REQUIRED ACTION: Leaving the pictures aside, restate all of the data exactly.

━━━━━━━━━━━━━━━━━━━━━━━━━━━━━━

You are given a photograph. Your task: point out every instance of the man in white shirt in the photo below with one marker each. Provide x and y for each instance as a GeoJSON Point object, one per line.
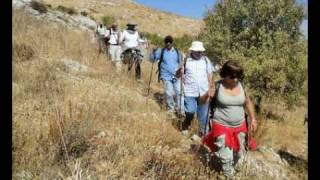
{"type": "Point", "coordinates": [114, 47]}
{"type": "Point", "coordinates": [100, 34]}
{"type": "Point", "coordinates": [198, 86]}
{"type": "Point", "coordinates": [130, 40]}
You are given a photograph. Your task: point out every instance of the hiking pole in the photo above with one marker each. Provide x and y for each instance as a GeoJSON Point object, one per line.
{"type": "Point", "coordinates": [208, 112]}
{"type": "Point", "coordinates": [149, 82]}
{"type": "Point", "coordinates": [181, 86]}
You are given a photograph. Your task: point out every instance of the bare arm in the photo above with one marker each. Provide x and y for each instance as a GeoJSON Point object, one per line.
{"type": "Point", "coordinates": [250, 108]}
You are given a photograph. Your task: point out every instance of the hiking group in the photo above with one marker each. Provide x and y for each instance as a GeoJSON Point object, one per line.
{"type": "Point", "coordinates": [121, 47]}
{"type": "Point", "coordinates": [223, 108]}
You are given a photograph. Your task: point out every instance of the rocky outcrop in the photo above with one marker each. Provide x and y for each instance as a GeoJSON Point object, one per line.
{"type": "Point", "coordinates": [71, 21]}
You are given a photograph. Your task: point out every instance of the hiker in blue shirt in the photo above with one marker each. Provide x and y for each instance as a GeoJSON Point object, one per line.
{"type": "Point", "coordinates": [170, 60]}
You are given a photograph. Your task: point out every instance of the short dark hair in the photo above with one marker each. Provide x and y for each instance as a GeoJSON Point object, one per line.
{"type": "Point", "coordinates": [168, 39]}
{"type": "Point", "coordinates": [232, 68]}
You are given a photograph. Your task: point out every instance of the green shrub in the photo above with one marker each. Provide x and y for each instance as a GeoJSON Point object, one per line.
{"type": "Point", "coordinates": [68, 10]}
{"type": "Point", "coordinates": [264, 37]}
{"type": "Point", "coordinates": [22, 52]}
{"type": "Point", "coordinates": [39, 6]}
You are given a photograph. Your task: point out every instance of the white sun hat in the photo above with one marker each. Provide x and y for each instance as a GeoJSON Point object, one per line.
{"type": "Point", "coordinates": [197, 46]}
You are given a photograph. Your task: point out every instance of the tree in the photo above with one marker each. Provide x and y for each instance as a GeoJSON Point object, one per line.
{"type": "Point", "coordinates": [264, 37]}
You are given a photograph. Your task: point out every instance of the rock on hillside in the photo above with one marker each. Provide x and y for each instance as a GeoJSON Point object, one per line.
{"type": "Point", "coordinates": [148, 19]}
{"type": "Point", "coordinates": [74, 21]}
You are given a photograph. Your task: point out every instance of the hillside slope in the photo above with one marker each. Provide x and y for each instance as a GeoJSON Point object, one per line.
{"type": "Point", "coordinates": [74, 116]}
{"type": "Point", "coordinates": [149, 20]}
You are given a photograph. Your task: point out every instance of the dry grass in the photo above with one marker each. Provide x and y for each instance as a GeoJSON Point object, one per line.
{"type": "Point", "coordinates": [95, 124]}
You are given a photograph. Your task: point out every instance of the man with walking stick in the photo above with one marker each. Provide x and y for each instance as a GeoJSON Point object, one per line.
{"type": "Point", "coordinates": [169, 61]}
{"type": "Point", "coordinates": [197, 83]}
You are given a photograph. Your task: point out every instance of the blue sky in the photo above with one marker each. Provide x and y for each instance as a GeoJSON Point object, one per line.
{"type": "Point", "coordinates": [196, 8]}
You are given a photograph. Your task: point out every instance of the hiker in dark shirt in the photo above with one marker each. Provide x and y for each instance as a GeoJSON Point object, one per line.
{"type": "Point", "coordinates": [170, 60]}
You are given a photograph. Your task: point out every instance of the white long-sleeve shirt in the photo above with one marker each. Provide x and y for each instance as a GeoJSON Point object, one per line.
{"type": "Point", "coordinates": [130, 40]}
{"type": "Point", "coordinates": [196, 76]}
{"type": "Point", "coordinates": [114, 36]}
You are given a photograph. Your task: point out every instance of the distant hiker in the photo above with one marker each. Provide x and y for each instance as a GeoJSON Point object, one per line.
{"type": "Point", "coordinates": [197, 86]}
{"type": "Point", "coordinates": [169, 62]}
{"type": "Point", "coordinates": [229, 126]}
{"type": "Point", "coordinates": [130, 41]}
{"type": "Point", "coordinates": [113, 34]}
{"type": "Point", "coordinates": [100, 34]}
{"type": "Point", "coordinates": [305, 118]}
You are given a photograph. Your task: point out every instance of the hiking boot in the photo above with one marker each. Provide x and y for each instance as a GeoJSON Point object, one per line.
{"type": "Point", "coordinates": [185, 132]}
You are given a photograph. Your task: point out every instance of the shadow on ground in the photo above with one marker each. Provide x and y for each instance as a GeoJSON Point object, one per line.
{"type": "Point", "coordinates": [295, 162]}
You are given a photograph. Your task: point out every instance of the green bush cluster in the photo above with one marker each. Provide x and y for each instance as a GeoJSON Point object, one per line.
{"type": "Point", "coordinates": [264, 37]}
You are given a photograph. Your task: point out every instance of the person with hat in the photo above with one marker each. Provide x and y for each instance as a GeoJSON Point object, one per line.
{"type": "Point", "coordinates": [198, 77]}
{"type": "Point", "coordinates": [100, 34]}
{"type": "Point", "coordinates": [130, 40]}
{"type": "Point", "coordinates": [230, 124]}
{"type": "Point", "coordinates": [114, 47]}
{"type": "Point", "coordinates": [169, 62]}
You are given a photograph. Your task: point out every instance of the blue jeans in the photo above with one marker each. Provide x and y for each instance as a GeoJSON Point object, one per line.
{"type": "Point", "coordinates": [192, 105]}
{"type": "Point", "coordinates": [172, 90]}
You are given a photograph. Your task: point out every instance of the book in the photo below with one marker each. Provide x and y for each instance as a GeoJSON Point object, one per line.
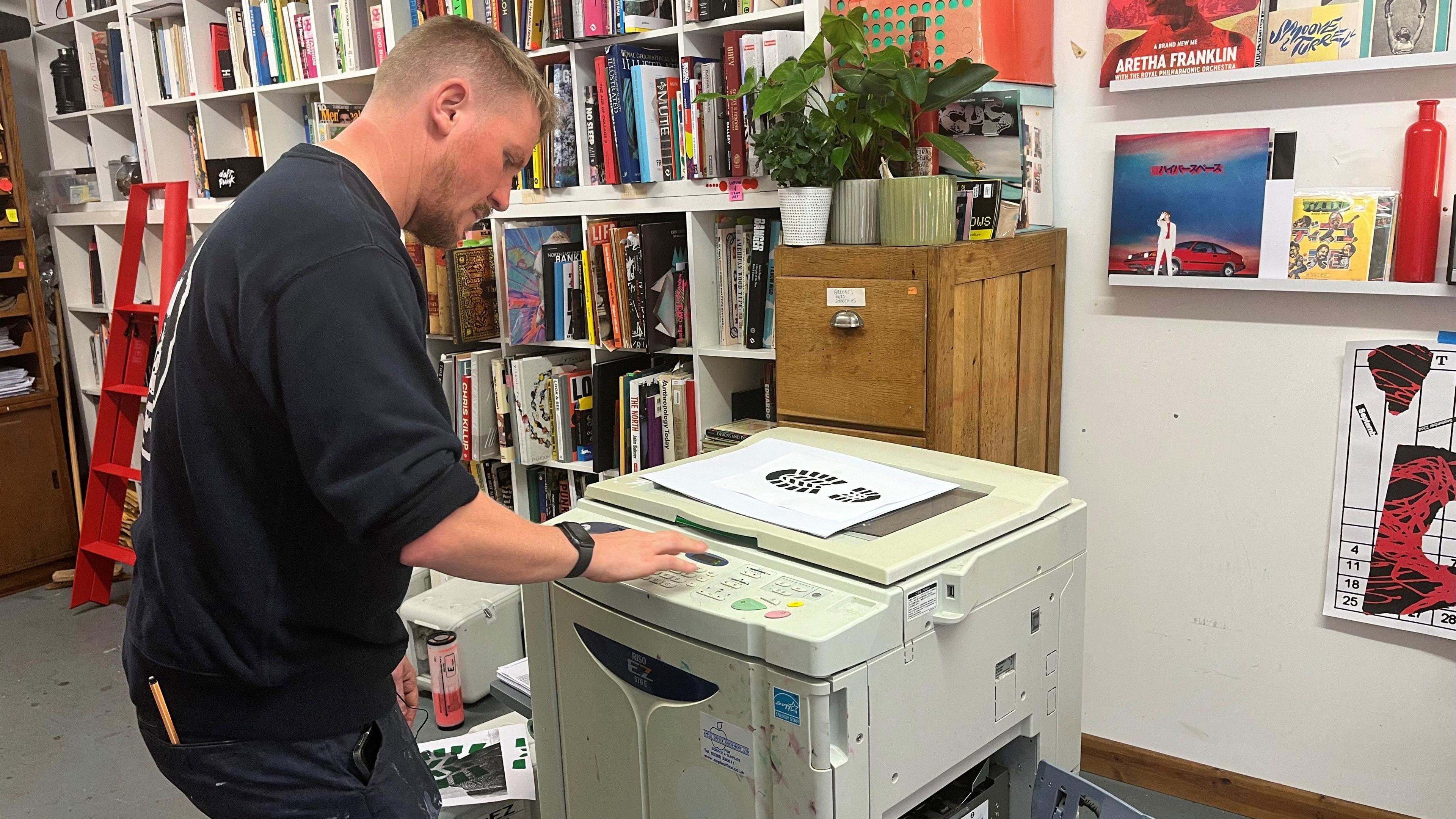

━━━━━━━━━━━━━━━━━━━━━━━━━━━━━━

ANSWER FOR THE TASK:
You are given a photograph. Your task: point out every instance of the man in white shirt in the photo below with one marker each. Provide x and y for each instance as a GeoJSON Point object, one per line.
{"type": "Point", "coordinates": [114, 47]}
{"type": "Point", "coordinates": [100, 34]}
{"type": "Point", "coordinates": [198, 86]}
{"type": "Point", "coordinates": [130, 40]}
You are given a photograph. Your task: point out every instance of the hiking pole in the photo above with one marker each. Provide x and y for each instance as a GeoJSON Point object, one per line.
{"type": "Point", "coordinates": [208, 112]}
{"type": "Point", "coordinates": [149, 82]}
{"type": "Point", "coordinates": [181, 86]}
You are given a photograph. Your task: point out every instance of the bare arm in the photo above with one marker each. Provide x and y for each instance as a GeoJSON Point object, one per line.
{"type": "Point", "coordinates": [250, 108]}
You are given a photograph. Your task: point out every instance of the hiking group in the photo above with one marker each. Provide x and y for each instance as a GeoJSON Point object, one per line.
{"type": "Point", "coordinates": [121, 47]}
{"type": "Point", "coordinates": [223, 108]}
You are given a photograph. Your task: point out every instance of the rocky outcrop in the photo above with one marker each. Provide x and y for each instance as a GeoJSON Point object, one per line.
{"type": "Point", "coordinates": [71, 21]}
You are given a photograph. Your task: point out every instance of the hiker in blue shirt in the photo above with one marker each. Provide x and y for each instance as a GeoJSON Point object, one per line.
{"type": "Point", "coordinates": [170, 60]}
You are given a photograph. Your task: point out every instance of the short dark hair in the photo above with one marker each. Provide x and y for each instance as a GeoJSON Point object, one per line.
{"type": "Point", "coordinates": [168, 39]}
{"type": "Point", "coordinates": [232, 68]}
You are given a photograph. Your task: point out every instance of the green shrub in the photo above with one marker each. Provide x and y for each instance as a GeoJSON Point object, one per line.
{"type": "Point", "coordinates": [68, 10]}
{"type": "Point", "coordinates": [264, 37]}
{"type": "Point", "coordinates": [22, 52]}
{"type": "Point", "coordinates": [39, 6]}
You are given a photograph. Your task: point out every instance of the white sun hat in the photo above with one marker each. Provide x and y for each instance as a GeoJSON Point object, one per line.
{"type": "Point", "coordinates": [197, 46]}
You are given a photograph. Your task: point out every instance of the tree in the photo above with one marker each. Provide x and y for each instance as a GeoJSON Point object, one per line.
{"type": "Point", "coordinates": [264, 37]}
You are given a photograph. Your task: point out every instance of the rock on hillside in the photo above with one marker each. Provide x and y for each instance as a GeoJSON Point object, one per line.
{"type": "Point", "coordinates": [148, 19]}
{"type": "Point", "coordinates": [74, 21]}
You are given a photograph. Your task: point out every instance of the hillside slope in the photo above with one marker each. Provide x and y for each instance as a GeoJSON Point object, one per line.
{"type": "Point", "coordinates": [74, 116]}
{"type": "Point", "coordinates": [149, 20]}
You are given a photograph. Your task: point out every instance of the dry grass in the photo above with one marker each. Provide x and y for each instance as a GeoJSON Point object, one per line.
{"type": "Point", "coordinates": [95, 124]}
You are given a photograph. Your task: point out every instance of the man with walking stick in the photo above with one marker each. Provide x and y for each instance as a GeoJSON Point object, one per line.
{"type": "Point", "coordinates": [169, 61]}
{"type": "Point", "coordinates": [197, 83]}
You are given a photograph. Your task: point out every instance of the blue sky in the photo above with one marker each. Provide x and y for each instance as a GeoJSON Point object, one per line.
{"type": "Point", "coordinates": [196, 8]}
You are given a photograph. Your task: point out every instance of the hiker in dark shirt in the photo above with one marker each. Provide x and y for each instance as a GeoJSON Point object, one per line.
{"type": "Point", "coordinates": [170, 60]}
You are given a photograph. Your task: point out every instance of the white long-sleeve shirt in the photo above with one marker each. Provide x and y for each instance as a GeoJSON Point object, one per line.
{"type": "Point", "coordinates": [130, 40]}
{"type": "Point", "coordinates": [196, 76]}
{"type": "Point", "coordinates": [114, 36]}
You are given a photograph. Your task: point out every instance of the distant hiker in the photo above with one marker each. Provide x and y for each instance as a GeoJSON Point object, one per line.
{"type": "Point", "coordinates": [197, 86]}
{"type": "Point", "coordinates": [169, 62]}
{"type": "Point", "coordinates": [229, 126]}
{"type": "Point", "coordinates": [130, 41]}
{"type": "Point", "coordinates": [113, 34]}
{"type": "Point", "coordinates": [100, 34]}
{"type": "Point", "coordinates": [305, 118]}
You are given a photograph. Your task: point out every instance of the hiking boot in the photo above with one marker each. Provide x and y for each instance as a GeoJSON Point object, one per line.
{"type": "Point", "coordinates": [185, 132]}
You are given a photograph. Your task: point out every instance of the shadow on ground in the photo above with one marker each. Provide x and y for each instance as a GeoJSON Point object, one per line.
{"type": "Point", "coordinates": [295, 162]}
You are given a photograph. Your task: point out every instance of the green bush cluster in the photo above with one marker each. Provide x and y for each instance as a GeoJSON Point object, one per line.
{"type": "Point", "coordinates": [264, 37]}
You are given a photograph. Your task: point out every instance of the person with hat in the photo above with one marker each. Provide x and y for each instance as a GeoJSON Point object, one per line.
{"type": "Point", "coordinates": [198, 77]}
{"type": "Point", "coordinates": [100, 34]}
{"type": "Point", "coordinates": [130, 40]}
{"type": "Point", "coordinates": [230, 124]}
{"type": "Point", "coordinates": [114, 47]}
{"type": "Point", "coordinates": [169, 62]}
You are given a photograph. Your task: point out every instance of the blue jeans in the photo above with one marker each. Provide x and y for each instance as a GeoJSON Point object, one per line.
{"type": "Point", "coordinates": [192, 105]}
{"type": "Point", "coordinates": [172, 90]}
You are given a photograph. Your task: point out every instance of the book in the photo below with one marker each. Provide x and y for each instance as a GeoJSON Point object, one per line.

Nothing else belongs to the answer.